▶ **Required task**: The records should be repeated word for word, pictures excluded.

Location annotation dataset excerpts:
____

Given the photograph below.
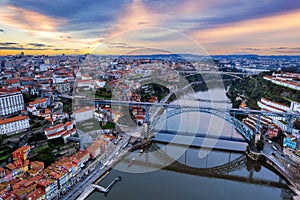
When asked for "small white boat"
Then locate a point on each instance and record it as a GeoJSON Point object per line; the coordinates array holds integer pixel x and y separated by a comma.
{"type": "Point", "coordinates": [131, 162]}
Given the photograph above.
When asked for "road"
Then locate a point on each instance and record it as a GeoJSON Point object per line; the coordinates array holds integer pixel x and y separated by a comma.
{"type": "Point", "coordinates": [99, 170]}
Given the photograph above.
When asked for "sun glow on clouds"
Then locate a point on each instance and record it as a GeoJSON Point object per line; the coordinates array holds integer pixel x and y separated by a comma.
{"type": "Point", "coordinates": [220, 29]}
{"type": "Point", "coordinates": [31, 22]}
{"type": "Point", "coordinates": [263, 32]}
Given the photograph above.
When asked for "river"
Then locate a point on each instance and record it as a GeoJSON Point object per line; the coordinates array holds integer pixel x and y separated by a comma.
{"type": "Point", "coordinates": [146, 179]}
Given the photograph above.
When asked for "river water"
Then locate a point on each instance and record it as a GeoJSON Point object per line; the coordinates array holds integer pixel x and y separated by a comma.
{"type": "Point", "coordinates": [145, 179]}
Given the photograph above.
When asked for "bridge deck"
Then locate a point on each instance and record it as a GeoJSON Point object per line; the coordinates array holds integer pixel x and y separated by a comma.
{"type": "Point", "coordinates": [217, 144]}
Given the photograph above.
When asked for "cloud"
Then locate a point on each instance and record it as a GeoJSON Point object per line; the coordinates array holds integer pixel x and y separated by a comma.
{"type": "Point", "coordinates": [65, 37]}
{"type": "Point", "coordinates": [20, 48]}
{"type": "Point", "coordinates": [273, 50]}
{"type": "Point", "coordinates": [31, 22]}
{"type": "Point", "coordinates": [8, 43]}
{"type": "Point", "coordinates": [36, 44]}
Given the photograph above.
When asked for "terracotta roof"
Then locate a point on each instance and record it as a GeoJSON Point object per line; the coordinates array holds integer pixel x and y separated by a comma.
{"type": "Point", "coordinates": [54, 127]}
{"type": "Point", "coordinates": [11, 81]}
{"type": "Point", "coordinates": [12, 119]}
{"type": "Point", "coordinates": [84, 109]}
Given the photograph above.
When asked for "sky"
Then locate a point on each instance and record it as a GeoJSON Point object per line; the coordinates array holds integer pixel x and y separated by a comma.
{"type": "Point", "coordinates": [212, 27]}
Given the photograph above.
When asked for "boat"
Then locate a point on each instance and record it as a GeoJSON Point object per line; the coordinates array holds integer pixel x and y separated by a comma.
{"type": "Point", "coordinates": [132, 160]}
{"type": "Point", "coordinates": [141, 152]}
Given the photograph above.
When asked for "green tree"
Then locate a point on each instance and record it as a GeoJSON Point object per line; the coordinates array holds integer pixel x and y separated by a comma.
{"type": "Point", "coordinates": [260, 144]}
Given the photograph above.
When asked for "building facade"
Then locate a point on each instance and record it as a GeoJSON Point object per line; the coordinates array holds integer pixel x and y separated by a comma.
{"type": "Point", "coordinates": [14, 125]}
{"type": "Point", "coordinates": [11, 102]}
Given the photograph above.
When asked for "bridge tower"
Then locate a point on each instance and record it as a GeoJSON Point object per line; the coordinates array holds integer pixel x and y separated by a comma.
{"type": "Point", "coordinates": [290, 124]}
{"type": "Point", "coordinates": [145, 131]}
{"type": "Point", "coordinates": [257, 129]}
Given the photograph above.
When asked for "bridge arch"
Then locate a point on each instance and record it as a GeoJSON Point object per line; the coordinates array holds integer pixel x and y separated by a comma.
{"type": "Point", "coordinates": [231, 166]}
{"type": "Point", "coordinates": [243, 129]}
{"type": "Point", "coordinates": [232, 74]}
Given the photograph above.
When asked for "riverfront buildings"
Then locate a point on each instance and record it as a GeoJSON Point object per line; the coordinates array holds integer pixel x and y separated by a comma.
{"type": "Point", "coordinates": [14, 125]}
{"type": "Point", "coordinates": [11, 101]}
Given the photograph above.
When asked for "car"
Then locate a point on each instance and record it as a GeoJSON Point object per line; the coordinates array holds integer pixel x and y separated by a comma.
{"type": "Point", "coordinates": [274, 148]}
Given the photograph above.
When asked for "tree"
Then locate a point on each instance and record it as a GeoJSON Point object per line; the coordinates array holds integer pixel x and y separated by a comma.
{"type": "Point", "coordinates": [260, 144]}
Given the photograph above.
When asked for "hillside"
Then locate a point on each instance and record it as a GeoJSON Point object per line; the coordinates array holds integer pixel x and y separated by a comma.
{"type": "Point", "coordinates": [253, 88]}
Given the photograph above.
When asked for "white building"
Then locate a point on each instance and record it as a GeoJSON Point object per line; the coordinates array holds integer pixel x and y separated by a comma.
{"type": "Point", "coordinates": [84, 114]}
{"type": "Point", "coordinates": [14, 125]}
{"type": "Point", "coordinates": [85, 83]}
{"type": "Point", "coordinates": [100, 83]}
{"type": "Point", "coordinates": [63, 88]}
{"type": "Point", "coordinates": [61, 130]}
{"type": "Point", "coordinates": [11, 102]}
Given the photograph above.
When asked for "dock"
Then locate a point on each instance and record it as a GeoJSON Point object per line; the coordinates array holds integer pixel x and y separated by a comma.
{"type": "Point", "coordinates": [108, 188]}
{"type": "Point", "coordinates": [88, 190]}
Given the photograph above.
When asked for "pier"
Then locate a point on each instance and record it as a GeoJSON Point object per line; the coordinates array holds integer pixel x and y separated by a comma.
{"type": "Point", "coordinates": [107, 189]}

____

▶ **Exercise response**:
Given the photograph below.
When asked for "small white boat"
Then locate a point on each instance and record it as a GeoJSON Point object per line; the coordinates array holds integer pixel x and y separated by a comma.
{"type": "Point", "coordinates": [131, 162]}
Given the photograph above.
When asked for "road"
Then locate a point on each instance and record it as a GeoJSON Point object per line; the coordinates array holds integer pixel x and y separated by a comma.
{"type": "Point", "coordinates": [99, 170]}
Given the photograph above.
When asked for "sun glow on clouds"
Then locate a point on each instance and record it as a GeoJSON Point object per line; the coordinates array holds integer pixel x and y separated by a comma.
{"type": "Point", "coordinates": [220, 29]}
{"type": "Point", "coordinates": [31, 22]}
{"type": "Point", "coordinates": [263, 32]}
Given the photograph above.
When asked for "river"
Then locate a point on each instance and record it as a GeoJSON Point object per line; the coordinates array holds integer pixel x and y separated by a comma.
{"type": "Point", "coordinates": [146, 179]}
Given the photograph above.
When asked for "river water"
Then locate a point on each instance and record it as a GeoJSON Point object per line; the coordinates array holds integer pixel x and y separated by a comma.
{"type": "Point", "coordinates": [145, 179]}
Given the photograph above.
When asked for "bridge deck"
Then locate a point on each instance and record it as a GeoJSON Point object per line; the coordinates array holds integer pixel x and y separated by a comma.
{"type": "Point", "coordinates": [217, 144]}
Given the photograph above.
When asked for "cloud"
Then locate a point on each instance and record it as a GeoJSON Point object per line; the coordinates array holds integer pixel x and y separated by a comma.
{"type": "Point", "coordinates": [65, 37]}
{"type": "Point", "coordinates": [20, 48]}
{"type": "Point", "coordinates": [273, 50]}
{"type": "Point", "coordinates": [31, 22]}
{"type": "Point", "coordinates": [8, 43]}
{"type": "Point", "coordinates": [36, 44]}
Given the photograph above.
When asked for "terracotta roof"
Then locate a point on each instance and record it as a GeoJSON Point object per line; the coordinates array holds integer pixel x and y separated by a comma.
{"type": "Point", "coordinates": [54, 127]}
{"type": "Point", "coordinates": [11, 81]}
{"type": "Point", "coordinates": [12, 119]}
{"type": "Point", "coordinates": [84, 109]}
Given the photograph above.
When asked for "sky"
Then locate a point on each instance and record it as a GeoJSON Point object per line; the coordinates array holds integer pixel x and y separated by a comma.
{"type": "Point", "coordinates": [212, 27]}
Given the photograph above.
When asked for "boat"
Then locate a point on each instance and record it as a GeoJSON Point object per line; the coordinates array holds integer pixel x and y separated by a comma.
{"type": "Point", "coordinates": [132, 160]}
{"type": "Point", "coordinates": [141, 152]}
Given the photograph above.
When asked for "green tree"
Then locate a point on each instance and record it as a GeoJSON Point object per line; the coordinates array holds integer pixel x and y separated by a comma.
{"type": "Point", "coordinates": [260, 144]}
Given the photograph above.
When asked for "building facade"
Then locate a point on each instance and record it as a GeoJSON Point object per line; the coordinates array holds integer pixel x and y separated by a comma.
{"type": "Point", "coordinates": [14, 125]}
{"type": "Point", "coordinates": [11, 102]}
Given the photograph above.
When asked for "bridge tower"
Then locate a point on each instance and record it as a GeoJSON Point object per line; the coordinates array holds integer pixel x and y separated by a comma.
{"type": "Point", "coordinates": [290, 124]}
{"type": "Point", "coordinates": [145, 131]}
{"type": "Point", "coordinates": [257, 129]}
Given the photograph above.
When asked for "bridge arch"
Then locate a point on each instance and record it as a GeoJSON Point object per line; the coordinates array holds integer pixel x and y separated by a comma.
{"type": "Point", "coordinates": [231, 166]}
{"type": "Point", "coordinates": [243, 129]}
{"type": "Point", "coordinates": [232, 74]}
Given the photograph above.
When asked for "riverfront buildings"
Then locate a point on each instance and record it as a GeoJSON Point object per line; the coordinates array holds integer pixel x and y separated by a comma.
{"type": "Point", "coordinates": [14, 125]}
{"type": "Point", "coordinates": [11, 101]}
Given the photograph above.
When asked for "car"
Then locate a point on each instance and record it as a GeoJSON Point object per line; the coordinates array holds integer pixel x and y separated by a comma.
{"type": "Point", "coordinates": [274, 148]}
Given the photograph above.
When asked for "tree"
Then locate a point on each instance and record it as a GeoJSON Point object per line; the coordinates array holds integer pixel x and y separated by a comma.
{"type": "Point", "coordinates": [260, 144]}
Given the photograph above.
When asked for "hillside"
Then locate a point on each instance and record it as a GeoJSON Point object per line; the coordinates array holds integer pixel x and y separated by a comma.
{"type": "Point", "coordinates": [253, 88]}
Given the photograph above.
When asked for "white building"
Then locate a point on each instance and record it as a GeoJSON Point object per line; the coordinates array holds integer pixel x and y separated by a comma.
{"type": "Point", "coordinates": [84, 114]}
{"type": "Point", "coordinates": [14, 125]}
{"type": "Point", "coordinates": [85, 83]}
{"type": "Point", "coordinates": [100, 83]}
{"type": "Point", "coordinates": [63, 88]}
{"type": "Point", "coordinates": [61, 130]}
{"type": "Point", "coordinates": [11, 102]}
Given the photograph above.
When asked for "dock"
Then locate a point on each instance and record it as a GeoJSON Point object per line; the coordinates array holds integer pixel x and y separated by a comma.
{"type": "Point", "coordinates": [108, 188]}
{"type": "Point", "coordinates": [88, 190]}
Given the photograph above.
When asked for "pier"
Then locate a point on each instance and record it as a GeoJSON Point object per line; the coordinates array holds integer pixel x and y separated by a comma.
{"type": "Point", "coordinates": [107, 189]}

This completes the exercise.